OPDRACHT: Schrijf uit het fragment over het Papiamentu letterlijk alles over, vanaf "Op de drie Nederlands-Caraïbische" tot en met "Bonaire en Curaçao.".

Op de drie Nederlands-Caraïbische eilanden, Aruba, Bonaire en Curaçao, wordt een eigen creoolse taal gesproken, het Papiamentu (of Papiamento). Sinds de jaren rond de afschaffing van de slavernij, in 1863, worden ook de eerste teksten in deze taal gepubliceerd. Daartoe behoren verhalen, romans, gedichten, essays, pamfletten, liederen, dialogen en toneelteksten, die met weidse uitleg als ‘literatuur’ werden of worden aangeduid. Hierin staat centraal hoe de bewoners van de eilanden naar zichzelf, elkaar, hun belaste verleden en naar buitenstaanders uit de westerse wereld keken en kijken. Deze teksten zijn daarmee een weerspiegeling van de sentimenten en ideologieën in de eilandsamenlevingen van Aruba, Bonaire en Curaçao.

AANGELEVERD MATERIAAL:
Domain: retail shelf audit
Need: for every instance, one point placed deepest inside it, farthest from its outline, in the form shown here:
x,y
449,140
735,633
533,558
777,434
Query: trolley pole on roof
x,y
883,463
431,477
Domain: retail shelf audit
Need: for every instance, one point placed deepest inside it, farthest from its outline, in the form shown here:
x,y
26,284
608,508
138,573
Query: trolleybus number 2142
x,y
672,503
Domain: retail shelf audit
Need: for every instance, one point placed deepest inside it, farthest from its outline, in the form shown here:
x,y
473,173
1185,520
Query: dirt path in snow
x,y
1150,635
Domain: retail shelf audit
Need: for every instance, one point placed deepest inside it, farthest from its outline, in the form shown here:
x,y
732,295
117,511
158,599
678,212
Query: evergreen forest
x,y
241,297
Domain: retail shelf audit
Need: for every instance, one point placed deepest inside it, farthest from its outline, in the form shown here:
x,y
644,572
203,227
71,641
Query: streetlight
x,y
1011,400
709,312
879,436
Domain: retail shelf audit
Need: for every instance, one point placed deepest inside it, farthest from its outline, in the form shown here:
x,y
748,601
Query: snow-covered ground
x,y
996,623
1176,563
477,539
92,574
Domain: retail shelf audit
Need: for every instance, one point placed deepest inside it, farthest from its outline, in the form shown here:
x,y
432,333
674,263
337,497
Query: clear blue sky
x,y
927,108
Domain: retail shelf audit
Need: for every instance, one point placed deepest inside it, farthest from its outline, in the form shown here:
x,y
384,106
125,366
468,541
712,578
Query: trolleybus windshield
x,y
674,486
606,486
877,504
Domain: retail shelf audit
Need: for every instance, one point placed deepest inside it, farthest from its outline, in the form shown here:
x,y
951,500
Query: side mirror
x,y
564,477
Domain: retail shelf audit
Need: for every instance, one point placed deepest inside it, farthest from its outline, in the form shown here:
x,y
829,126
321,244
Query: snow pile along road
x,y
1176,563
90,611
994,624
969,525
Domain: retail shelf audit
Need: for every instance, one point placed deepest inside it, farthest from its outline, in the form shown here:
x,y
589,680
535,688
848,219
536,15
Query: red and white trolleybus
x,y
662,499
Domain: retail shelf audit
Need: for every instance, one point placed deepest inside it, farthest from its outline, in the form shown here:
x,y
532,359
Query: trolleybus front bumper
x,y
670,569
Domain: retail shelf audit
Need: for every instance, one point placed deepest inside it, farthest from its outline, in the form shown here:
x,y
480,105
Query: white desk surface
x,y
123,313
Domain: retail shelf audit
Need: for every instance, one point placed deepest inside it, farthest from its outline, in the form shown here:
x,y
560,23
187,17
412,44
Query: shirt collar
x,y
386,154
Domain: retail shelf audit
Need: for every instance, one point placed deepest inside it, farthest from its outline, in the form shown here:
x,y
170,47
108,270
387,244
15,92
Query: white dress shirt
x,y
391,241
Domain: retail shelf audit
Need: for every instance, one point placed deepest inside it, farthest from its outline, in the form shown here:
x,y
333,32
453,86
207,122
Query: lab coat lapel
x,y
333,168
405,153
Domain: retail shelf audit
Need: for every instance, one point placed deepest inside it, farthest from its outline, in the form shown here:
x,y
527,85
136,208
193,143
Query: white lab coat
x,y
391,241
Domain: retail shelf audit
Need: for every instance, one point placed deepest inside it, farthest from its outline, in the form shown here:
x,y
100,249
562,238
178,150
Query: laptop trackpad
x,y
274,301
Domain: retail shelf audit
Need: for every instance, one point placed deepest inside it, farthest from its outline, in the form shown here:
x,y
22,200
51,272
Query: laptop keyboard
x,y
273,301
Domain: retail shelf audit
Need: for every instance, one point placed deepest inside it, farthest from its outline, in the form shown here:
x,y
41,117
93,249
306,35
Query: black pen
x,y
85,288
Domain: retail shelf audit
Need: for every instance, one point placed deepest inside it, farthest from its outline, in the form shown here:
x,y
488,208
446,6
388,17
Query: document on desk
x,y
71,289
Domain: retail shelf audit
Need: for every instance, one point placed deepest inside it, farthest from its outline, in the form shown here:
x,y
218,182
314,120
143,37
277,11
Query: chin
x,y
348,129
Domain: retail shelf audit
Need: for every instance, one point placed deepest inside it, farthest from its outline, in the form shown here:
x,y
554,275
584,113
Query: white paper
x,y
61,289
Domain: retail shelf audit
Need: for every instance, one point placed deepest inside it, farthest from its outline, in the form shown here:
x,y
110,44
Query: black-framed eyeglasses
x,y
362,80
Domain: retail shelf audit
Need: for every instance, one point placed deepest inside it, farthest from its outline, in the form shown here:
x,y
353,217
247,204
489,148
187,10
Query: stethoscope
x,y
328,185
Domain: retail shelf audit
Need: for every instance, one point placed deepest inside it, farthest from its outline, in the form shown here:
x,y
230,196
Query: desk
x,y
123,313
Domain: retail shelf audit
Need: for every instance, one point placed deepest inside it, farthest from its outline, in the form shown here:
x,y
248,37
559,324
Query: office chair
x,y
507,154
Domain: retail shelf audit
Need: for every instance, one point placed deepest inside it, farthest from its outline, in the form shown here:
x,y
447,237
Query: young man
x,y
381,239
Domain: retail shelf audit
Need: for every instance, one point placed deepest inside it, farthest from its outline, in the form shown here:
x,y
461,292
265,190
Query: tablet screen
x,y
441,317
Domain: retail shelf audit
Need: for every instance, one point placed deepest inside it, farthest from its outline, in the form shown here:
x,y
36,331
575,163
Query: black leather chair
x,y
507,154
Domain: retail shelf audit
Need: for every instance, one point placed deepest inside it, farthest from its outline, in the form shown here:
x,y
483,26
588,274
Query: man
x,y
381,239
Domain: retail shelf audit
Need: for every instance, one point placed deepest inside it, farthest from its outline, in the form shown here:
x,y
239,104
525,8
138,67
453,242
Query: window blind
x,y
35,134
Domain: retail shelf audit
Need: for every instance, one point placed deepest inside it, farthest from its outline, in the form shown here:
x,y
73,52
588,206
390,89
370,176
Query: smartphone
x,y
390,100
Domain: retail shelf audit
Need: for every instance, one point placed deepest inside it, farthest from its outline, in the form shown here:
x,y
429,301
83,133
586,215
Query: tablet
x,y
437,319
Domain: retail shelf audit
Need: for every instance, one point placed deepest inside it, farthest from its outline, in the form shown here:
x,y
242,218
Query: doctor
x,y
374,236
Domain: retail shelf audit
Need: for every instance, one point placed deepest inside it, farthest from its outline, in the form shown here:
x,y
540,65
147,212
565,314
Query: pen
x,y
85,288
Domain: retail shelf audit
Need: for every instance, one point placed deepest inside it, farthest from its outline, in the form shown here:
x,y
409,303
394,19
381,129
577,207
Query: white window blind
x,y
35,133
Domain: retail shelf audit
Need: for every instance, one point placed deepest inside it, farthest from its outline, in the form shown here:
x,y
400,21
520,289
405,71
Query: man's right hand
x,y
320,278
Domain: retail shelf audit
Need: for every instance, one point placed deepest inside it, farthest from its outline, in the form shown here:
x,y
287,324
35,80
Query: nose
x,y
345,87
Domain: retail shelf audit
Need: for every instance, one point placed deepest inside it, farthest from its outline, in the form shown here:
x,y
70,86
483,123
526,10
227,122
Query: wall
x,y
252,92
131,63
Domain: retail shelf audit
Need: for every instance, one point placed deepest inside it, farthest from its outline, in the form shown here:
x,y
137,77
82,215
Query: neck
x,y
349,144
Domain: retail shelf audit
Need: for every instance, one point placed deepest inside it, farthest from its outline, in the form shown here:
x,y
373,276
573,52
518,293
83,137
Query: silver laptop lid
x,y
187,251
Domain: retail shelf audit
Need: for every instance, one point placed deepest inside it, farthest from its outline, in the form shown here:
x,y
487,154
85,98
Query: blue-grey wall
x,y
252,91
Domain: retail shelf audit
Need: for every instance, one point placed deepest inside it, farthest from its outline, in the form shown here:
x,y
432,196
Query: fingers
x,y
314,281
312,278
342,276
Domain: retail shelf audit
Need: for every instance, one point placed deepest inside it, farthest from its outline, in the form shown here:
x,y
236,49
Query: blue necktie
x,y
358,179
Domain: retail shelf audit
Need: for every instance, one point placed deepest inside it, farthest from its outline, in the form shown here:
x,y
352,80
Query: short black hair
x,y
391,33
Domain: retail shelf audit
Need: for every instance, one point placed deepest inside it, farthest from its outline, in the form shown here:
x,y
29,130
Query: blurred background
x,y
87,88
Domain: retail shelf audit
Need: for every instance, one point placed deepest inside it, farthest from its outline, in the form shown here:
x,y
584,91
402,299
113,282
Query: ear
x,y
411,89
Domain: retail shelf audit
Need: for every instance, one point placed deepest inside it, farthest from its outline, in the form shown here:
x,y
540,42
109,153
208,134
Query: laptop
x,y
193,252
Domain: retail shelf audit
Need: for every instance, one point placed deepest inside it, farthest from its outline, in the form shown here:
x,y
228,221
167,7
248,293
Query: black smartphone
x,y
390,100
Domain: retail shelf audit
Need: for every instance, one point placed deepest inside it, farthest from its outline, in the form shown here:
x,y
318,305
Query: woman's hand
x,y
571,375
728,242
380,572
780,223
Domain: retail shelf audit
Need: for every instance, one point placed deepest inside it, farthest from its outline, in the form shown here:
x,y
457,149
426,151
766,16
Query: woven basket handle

VOLLEDIG ANTWOORD:
Op de drie Nederlands-Caraïbische eilanden, Aruba, Bonaire en Curaçao, wordt een eigen creoolse taal gesproken, het Papiamentu (of Papiamento). Sinds de jaren rond de afschaffing van de slavernij, in 1863, worden ook de eerste teksten in deze taal gepubliceerd. Daartoe behoren verhalen, romans, gedichten, essays, pamfletten, liederen, dialogen en toneelteksten, die met weidse uitleg als ‘literatuur’ werden of worden aangeduid. Hierin staat centraal hoe de bewoners van de eilanden naar zichzelf, elkaar, hun belaste verleden en naar buitenstaanders uit de westerse wereld keken en kijken. Deze teksten zijn daarmee een weerspiegeling van de sentimenten en ideologieën in de eilandsamenlevingen van Aruba, Bonaire en Curaçao.